━━ MATERIAL FOR THIS EXERCISE

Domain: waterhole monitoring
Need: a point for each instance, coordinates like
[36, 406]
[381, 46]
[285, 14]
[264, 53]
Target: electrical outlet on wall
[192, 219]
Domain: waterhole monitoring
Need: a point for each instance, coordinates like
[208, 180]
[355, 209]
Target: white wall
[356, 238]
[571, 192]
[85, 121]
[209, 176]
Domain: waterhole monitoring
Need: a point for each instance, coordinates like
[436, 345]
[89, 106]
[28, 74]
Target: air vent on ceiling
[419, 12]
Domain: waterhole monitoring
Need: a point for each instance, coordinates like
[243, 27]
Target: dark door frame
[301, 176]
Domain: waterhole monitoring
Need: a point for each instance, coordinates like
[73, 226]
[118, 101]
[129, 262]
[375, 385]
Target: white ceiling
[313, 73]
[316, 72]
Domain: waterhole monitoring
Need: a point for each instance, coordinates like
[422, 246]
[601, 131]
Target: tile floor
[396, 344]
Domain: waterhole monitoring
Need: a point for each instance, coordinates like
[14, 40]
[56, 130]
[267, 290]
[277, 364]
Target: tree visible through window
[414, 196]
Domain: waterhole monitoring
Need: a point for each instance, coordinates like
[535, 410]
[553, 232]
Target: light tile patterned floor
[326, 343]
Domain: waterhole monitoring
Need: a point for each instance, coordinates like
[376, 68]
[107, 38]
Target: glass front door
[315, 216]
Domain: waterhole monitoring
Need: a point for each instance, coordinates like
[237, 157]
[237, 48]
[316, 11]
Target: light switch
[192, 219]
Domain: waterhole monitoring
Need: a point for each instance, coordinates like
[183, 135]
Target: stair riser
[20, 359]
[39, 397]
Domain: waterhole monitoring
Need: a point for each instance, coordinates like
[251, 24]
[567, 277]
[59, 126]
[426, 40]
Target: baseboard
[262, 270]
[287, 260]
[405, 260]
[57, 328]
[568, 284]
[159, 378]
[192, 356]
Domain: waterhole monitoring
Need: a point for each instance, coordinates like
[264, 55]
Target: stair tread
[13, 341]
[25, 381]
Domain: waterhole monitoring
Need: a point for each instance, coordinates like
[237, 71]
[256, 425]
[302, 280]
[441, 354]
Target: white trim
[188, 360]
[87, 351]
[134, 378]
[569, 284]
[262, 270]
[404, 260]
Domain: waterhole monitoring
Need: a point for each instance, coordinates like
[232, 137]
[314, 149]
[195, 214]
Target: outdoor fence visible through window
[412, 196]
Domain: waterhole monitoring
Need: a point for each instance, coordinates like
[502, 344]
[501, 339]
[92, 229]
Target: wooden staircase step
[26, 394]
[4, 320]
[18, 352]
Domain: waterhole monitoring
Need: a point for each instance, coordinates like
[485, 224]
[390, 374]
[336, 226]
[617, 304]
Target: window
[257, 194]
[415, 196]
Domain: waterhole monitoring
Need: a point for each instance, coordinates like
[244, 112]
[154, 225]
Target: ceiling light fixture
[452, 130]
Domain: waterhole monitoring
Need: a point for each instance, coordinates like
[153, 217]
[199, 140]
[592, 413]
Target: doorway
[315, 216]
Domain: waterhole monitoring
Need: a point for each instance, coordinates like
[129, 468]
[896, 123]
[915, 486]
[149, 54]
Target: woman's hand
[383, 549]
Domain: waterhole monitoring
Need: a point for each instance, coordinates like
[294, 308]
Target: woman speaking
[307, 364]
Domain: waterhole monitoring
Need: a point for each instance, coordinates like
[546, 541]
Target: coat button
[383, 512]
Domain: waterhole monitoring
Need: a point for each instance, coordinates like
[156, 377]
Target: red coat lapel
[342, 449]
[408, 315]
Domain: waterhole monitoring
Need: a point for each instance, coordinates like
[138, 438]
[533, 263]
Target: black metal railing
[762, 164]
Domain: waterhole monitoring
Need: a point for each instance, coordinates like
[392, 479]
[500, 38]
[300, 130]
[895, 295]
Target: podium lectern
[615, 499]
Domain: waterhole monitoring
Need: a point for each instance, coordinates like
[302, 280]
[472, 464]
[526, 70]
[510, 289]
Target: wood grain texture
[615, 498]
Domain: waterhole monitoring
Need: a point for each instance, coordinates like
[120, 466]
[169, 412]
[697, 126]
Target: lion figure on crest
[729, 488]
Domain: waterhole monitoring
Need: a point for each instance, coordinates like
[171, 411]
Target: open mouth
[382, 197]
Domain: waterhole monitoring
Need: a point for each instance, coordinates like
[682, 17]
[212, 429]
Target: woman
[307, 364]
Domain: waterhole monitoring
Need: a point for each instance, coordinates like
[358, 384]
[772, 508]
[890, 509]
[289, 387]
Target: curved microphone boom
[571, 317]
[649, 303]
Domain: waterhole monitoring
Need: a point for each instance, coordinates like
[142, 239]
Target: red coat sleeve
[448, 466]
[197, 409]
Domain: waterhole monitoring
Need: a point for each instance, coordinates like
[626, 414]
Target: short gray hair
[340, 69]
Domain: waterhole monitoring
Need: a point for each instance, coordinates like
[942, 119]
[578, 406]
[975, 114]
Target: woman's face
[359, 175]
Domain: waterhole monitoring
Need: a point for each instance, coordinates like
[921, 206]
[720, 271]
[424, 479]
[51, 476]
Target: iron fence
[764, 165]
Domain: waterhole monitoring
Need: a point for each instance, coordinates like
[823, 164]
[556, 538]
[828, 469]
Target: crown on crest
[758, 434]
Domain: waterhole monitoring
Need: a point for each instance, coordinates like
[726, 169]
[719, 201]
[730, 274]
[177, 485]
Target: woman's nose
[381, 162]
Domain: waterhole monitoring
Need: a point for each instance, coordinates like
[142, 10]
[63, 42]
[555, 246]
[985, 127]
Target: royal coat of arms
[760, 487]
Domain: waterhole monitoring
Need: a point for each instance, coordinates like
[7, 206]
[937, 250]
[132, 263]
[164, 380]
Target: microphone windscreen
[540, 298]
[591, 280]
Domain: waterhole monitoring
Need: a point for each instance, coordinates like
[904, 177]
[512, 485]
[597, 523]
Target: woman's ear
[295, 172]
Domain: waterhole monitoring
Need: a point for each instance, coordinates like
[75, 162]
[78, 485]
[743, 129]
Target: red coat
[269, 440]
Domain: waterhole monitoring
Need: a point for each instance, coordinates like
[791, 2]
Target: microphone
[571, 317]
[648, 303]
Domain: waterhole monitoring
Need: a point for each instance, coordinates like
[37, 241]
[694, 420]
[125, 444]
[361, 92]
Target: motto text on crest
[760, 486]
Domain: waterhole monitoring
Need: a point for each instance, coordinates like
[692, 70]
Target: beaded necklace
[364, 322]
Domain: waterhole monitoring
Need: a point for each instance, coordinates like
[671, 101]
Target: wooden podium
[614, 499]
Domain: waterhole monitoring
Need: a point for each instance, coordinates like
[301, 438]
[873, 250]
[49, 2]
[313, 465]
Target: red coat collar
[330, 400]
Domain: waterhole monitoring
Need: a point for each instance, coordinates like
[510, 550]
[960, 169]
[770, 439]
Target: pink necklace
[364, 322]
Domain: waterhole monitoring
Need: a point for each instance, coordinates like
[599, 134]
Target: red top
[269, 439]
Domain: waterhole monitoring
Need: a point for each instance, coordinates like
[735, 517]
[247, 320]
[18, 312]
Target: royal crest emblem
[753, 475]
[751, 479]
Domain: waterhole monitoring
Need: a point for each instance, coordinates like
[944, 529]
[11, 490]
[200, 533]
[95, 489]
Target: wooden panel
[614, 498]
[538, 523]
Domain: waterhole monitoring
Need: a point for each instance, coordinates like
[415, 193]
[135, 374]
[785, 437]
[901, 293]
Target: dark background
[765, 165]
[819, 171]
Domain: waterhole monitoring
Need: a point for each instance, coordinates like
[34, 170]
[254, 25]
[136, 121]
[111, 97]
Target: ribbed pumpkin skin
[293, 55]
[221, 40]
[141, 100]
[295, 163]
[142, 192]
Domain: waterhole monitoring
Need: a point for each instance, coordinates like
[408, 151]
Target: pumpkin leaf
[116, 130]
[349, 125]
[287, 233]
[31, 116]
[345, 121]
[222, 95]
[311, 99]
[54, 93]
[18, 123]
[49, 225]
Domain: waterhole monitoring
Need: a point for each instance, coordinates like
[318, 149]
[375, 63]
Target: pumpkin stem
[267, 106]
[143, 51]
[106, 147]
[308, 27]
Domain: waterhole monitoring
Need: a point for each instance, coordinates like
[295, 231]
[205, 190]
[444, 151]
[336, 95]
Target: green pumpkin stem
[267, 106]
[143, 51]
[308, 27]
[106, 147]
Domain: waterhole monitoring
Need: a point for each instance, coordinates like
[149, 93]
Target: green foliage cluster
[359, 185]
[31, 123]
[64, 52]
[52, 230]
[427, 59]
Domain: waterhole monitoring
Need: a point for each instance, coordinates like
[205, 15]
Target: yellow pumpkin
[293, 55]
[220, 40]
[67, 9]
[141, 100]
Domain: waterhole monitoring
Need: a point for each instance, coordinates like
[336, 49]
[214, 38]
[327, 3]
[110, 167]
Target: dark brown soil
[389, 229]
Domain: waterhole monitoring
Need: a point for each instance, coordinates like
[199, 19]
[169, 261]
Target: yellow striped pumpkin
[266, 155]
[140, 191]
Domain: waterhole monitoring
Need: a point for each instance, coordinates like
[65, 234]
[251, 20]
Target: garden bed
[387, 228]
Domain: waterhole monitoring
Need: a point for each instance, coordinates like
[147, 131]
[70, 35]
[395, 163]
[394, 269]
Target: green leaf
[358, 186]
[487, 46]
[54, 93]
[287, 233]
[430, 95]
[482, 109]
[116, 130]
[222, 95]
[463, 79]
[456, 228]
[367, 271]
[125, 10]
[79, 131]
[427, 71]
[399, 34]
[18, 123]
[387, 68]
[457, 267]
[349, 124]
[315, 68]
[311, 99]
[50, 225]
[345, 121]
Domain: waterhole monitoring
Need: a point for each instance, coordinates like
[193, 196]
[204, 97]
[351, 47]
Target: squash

━━━━

→ **EXERCISE DIRECTIONS**
Find every line in the listing above that contains the word "white", and copy each of those lines in full.

→ **IN RESPONSE**
Target: white wall
Target: white ceiling
Target: white trim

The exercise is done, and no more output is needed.